◆ Aim of the exercise: Report, in full, every line of the data below that contains the string "flower". Case counts.

---

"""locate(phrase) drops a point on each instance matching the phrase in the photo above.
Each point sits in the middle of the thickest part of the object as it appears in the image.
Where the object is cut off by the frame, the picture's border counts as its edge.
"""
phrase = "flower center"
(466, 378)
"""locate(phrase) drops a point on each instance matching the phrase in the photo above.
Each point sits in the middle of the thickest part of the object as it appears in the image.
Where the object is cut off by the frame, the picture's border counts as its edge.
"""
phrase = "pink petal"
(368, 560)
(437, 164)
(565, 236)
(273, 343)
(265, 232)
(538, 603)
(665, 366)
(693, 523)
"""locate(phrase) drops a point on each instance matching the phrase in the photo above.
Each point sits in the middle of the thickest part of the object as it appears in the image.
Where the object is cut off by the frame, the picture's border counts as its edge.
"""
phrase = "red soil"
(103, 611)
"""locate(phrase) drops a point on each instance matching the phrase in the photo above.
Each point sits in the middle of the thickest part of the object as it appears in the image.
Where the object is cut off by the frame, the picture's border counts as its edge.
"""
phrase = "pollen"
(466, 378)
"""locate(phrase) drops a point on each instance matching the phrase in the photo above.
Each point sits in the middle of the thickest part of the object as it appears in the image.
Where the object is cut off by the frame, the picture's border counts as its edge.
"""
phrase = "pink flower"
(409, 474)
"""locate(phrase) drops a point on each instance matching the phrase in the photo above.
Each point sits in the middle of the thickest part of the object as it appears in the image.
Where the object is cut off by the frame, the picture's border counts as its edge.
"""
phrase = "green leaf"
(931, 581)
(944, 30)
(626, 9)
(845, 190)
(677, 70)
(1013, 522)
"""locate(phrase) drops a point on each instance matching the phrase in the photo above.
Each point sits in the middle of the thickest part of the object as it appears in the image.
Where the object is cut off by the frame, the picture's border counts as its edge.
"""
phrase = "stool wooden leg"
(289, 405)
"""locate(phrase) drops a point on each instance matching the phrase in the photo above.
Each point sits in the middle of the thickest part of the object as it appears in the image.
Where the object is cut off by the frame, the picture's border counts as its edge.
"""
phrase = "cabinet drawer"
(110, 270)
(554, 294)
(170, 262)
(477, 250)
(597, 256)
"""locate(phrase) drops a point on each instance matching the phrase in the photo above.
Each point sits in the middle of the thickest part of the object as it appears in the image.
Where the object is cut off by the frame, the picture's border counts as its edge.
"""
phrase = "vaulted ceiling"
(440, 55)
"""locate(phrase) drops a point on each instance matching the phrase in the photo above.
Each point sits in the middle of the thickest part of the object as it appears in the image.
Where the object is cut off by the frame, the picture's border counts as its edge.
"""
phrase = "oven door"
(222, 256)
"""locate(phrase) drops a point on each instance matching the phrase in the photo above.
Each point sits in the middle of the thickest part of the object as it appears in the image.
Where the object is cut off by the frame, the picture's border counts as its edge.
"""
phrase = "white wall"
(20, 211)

---

◆ Result of the exercise:
phrase = "flower center"
phrase = "pink flower"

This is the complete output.